§ **Task directions**
Word for word, print all of the entries below.
☆ ☆ ☆ ☆ ☆ ☆ ☆
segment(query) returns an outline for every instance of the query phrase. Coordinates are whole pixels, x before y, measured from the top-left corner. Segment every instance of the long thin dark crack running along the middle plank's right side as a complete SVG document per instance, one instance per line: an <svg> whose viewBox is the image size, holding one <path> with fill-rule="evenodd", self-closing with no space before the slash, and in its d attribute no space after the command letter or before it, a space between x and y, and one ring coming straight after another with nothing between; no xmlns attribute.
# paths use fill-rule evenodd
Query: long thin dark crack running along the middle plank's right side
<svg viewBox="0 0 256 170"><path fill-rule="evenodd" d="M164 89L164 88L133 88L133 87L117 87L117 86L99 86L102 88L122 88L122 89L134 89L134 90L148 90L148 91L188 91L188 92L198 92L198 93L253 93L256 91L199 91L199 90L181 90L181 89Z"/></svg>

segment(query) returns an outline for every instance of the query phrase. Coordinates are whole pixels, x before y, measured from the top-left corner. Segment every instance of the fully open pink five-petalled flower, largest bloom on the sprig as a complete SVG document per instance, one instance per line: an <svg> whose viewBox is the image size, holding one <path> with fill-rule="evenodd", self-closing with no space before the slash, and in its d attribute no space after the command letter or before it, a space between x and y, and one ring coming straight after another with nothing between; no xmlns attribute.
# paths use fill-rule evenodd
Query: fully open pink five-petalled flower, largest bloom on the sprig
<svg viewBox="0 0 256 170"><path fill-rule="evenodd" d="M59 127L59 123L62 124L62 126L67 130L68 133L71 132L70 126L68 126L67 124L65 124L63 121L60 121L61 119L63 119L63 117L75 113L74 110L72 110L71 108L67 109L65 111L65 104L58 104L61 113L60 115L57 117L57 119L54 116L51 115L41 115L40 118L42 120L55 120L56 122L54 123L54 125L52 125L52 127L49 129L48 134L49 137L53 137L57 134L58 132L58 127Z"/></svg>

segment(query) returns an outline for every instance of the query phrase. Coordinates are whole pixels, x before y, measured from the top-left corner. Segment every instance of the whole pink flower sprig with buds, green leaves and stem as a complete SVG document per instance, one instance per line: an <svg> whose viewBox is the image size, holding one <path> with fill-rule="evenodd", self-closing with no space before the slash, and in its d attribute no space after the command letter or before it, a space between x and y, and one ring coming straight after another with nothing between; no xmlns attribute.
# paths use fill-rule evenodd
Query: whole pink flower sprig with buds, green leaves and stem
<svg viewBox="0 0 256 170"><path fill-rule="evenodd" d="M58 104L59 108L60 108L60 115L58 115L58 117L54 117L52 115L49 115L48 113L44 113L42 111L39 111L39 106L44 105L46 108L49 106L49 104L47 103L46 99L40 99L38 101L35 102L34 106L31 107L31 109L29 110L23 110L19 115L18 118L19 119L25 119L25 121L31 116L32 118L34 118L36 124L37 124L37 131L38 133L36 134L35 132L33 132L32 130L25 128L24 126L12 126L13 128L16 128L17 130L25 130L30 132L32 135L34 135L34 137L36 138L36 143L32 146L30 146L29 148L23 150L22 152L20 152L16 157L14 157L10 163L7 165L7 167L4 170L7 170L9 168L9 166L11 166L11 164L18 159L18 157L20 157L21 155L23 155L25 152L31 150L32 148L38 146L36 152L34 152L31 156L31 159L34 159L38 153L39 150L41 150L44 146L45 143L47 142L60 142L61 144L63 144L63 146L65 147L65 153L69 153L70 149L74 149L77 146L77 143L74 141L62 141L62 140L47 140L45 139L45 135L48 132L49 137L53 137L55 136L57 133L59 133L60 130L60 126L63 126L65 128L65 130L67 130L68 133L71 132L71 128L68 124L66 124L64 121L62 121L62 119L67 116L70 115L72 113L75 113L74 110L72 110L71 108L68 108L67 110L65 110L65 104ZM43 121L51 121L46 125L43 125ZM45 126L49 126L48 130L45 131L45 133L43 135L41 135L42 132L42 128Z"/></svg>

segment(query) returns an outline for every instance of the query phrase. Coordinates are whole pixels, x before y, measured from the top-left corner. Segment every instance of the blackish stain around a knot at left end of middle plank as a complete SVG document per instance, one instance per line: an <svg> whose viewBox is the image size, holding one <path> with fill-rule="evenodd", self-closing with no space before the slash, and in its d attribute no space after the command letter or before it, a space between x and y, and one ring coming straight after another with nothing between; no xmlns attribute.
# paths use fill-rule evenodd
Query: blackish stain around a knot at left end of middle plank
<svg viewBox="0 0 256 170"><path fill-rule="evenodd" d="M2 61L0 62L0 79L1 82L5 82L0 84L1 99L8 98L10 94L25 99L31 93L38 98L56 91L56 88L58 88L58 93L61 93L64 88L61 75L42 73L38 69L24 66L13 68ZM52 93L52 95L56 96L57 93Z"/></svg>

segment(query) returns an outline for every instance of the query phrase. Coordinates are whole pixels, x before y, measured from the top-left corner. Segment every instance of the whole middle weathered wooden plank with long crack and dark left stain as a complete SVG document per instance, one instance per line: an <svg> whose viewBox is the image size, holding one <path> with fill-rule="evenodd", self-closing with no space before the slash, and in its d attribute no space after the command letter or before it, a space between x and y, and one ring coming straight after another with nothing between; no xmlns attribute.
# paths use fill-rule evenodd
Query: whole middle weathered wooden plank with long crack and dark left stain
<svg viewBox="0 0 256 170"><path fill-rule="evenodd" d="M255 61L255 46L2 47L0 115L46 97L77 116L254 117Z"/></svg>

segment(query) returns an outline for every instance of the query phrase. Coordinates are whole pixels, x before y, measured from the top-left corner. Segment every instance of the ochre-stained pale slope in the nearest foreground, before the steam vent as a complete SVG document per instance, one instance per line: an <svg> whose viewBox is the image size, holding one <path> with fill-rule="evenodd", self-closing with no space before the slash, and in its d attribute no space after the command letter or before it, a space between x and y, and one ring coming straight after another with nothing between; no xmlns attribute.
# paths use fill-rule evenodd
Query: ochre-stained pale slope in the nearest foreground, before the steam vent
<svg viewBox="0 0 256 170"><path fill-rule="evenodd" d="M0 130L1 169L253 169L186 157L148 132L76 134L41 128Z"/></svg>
☆ ☆ ☆ ☆ ☆ ☆ ☆
§ **Solution for this exercise**
segment(query) returns an outline for every instance of the query phrase. Coordinates are whole pixels, x before y, measured from the top-left corner. Segment every instance of the long thin dark crack running along the middle plank's right side as a complete SVG document per instance, one instance per line: an <svg> whose viewBox is the image size, holding one <path> with fill-rule="evenodd", self-closing with no space before the slash, and in its d attribute no space after the command letter or before it, a space between x and y, and one ring coming straight after another with nothing between; no xmlns attribute.
# paths use fill-rule evenodd
Query: long thin dark crack running along the middle plank's right side
<svg viewBox="0 0 256 170"><path fill-rule="evenodd" d="M164 89L164 88L133 88L133 87L117 87L117 86L99 86L102 88L122 88L122 89L134 89L134 90L148 90L148 91L188 91L188 92L198 92L198 93L253 93L256 91L199 91L199 90L181 90L181 89Z"/></svg>

segment(query) returns an outline for every instance of the query phrase. Coordinates are whole pixels, x before y, measured from the top-left corner. Segment every instance of the fully open pink five-petalled flower, largest bloom on the sprig as a complete SVG document per instance, one instance per line: an <svg> whose viewBox is the image size, holding one <path> with fill-rule="evenodd", self-closing with no space before the slash, and in its d attribute no space after the command letter or before it, a space between x and y, and one ring coming straight after another with nothing between; no xmlns attribute.
# paths use fill-rule evenodd
Query: fully open pink five-petalled flower, largest bloom on the sprig
<svg viewBox="0 0 256 170"><path fill-rule="evenodd" d="M59 127L59 123L62 124L62 126L67 130L68 133L71 132L70 126L68 126L67 124L65 124L63 121L60 121L61 119L63 119L63 117L75 113L74 110L72 110L71 108L67 109L65 111L65 104L58 104L61 113L60 115L57 117L57 119L54 116L51 115L41 115L40 118L42 120L55 120L56 122L54 123L54 125L52 125L52 127L49 129L48 134L49 137L53 137L57 134L58 132L58 127Z"/></svg>

segment(query) returns an outline for every instance of the query phrase. Coordinates are whole pixels, x before y, measured from the top-left corner. Segment every instance of the whole pink flower sprig with buds, green leaves and stem as a complete SVG document per instance, one instance per line: an <svg> whose viewBox is the image size, holding one <path> with fill-rule="evenodd", self-closing with no space before the slash, and in its d attribute no space after the command letter or before it, a space between x and y, and one ring coming straight after another with nothing between; no xmlns attribute.
# paths use fill-rule evenodd
Query: whole pink flower sprig with buds, green leaves and stem
<svg viewBox="0 0 256 170"><path fill-rule="evenodd" d="M58 104L59 108L60 108L60 115L58 115L58 117L54 117L52 115L49 115L48 113L44 113L42 111L39 111L39 106L44 105L46 108L49 106L49 104L47 103L46 99L40 99L38 101L35 102L34 106L31 107L31 109L29 110L23 110L19 115L18 118L19 119L25 119L25 121L31 116L32 118L34 118L36 124L37 124L37 131L38 133L36 134L35 132L33 132L32 130L25 128L24 126L12 126L13 128L16 128L17 130L25 130L30 132L32 135L34 135L34 137L36 138L36 143L32 146L30 146L29 148L23 150L22 152L20 152L16 157L14 157L10 163L7 165L7 167L4 170L7 170L9 168L9 166L11 166L11 164L18 159L18 157L20 157L21 155L23 155L25 152L31 150L32 148L38 146L36 152L34 152L31 156L31 159L34 159L38 153L39 150L41 150L44 146L45 143L47 142L60 142L61 144L63 144L63 146L65 147L65 153L69 153L70 149L74 149L77 146L77 143L74 141L62 141L62 140L47 140L45 139L45 135L48 132L49 137L53 137L55 136L57 133L59 133L60 130L60 126L63 126L65 128L65 130L67 130L68 133L71 132L71 128L68 124L66 124L64 121L62 121L62 119L67 116L70 115L72 113L75 113L74 110L72 110L71 108L68 108L67 110L65 110L65 104ZM43 121L51 121L46 125L43 125ZM45 126L49 126L48 130L45 131L45 133L43 135L41 135L42 132L42 128Z"/></svg>

segment(query) returns an outline for every instance of the query phrase. Coordinates are whole pixels, x before y, measured from the top-left corner. Segment every instance of the blackish stain around a knot at left end of middle plank as a complete SVG document per instance, one instance per line: an <svg> whose viewBox is the image size, holding one <path> with fill-rule="evenodd", self-closing with no space before the slash, and in its d attribute no space after the command letter or before it, a space between x and y, and one ring coming straight after another with nothing between; no xmlns attribute.
# paths use fill-rule evenodd
Query: blackish stain around a knot at left end of middle plank
<svg viewBox="0 0 256 170"><path fill-rule="evenodd" d="M2 61L0 62L0 79L1 82L5 82L0 84L1 99L8 98L10 94L25 99L31 93L38 98L56 91L56 88L58 88L58 93L61 93L64 88L61 75L42 73L38 69L24 66L13 68ZM52 93L52 95L56 96L57 93Z"/></svg>

segment(query) returns an outline for every instance of the query phrase. Coordinates are whole pixels, x before y, measured from the top-left corner. Segment every instance of the whole middle weathered wooden plank with long crack and dark left stain as a complete SVG document per instance, one instance per line: an <svg> whose viewBox is the image size, holding one <path> with fill-rule="evenodd", self-closing with no space before the slash, and in its d attribute no space after the command letter or before it, a space between x and y, and one ring coming straight after another with nothing between; no xmlns attribute.
# paths use fill-rule evenodd
Query: whole middle weathered wooden plank with long crack and dark left stain
<svg viewBox="0 0 256 170"><path fill-rule="evenodd" d="M255 61L255 46L2 47L0 115L46 97L77 116L254 117Z"/></svg>

segment(query) returns an outline for every instance of the query phrase. Coordinates are whole pixels, x before y, measured from the top-left corner. Segment every instance of the ochre-stained pale slope in the nearest foreground, before the steam vent as a complete SVG document per instance, one instance per line: an <svg> whose viewBox is the image size, holding one <path> with fill-rule="evenodd", self-closing with no space before the slash, and in its d attribute no space after the command letter or before it, a space between x and y, and one ring coming straight after another with nothing between; no xmlns attribute.
# paths use fill-rule evenodd
Query: ochre-stained pale slope in the nearest foreground, before the steam vent
<svg viewBox="0 0 256 170"><path fill-rule="evenodd" d="M0 130L1 169L253 169L186 157L148 132L76 134L41 128Z"/></svg>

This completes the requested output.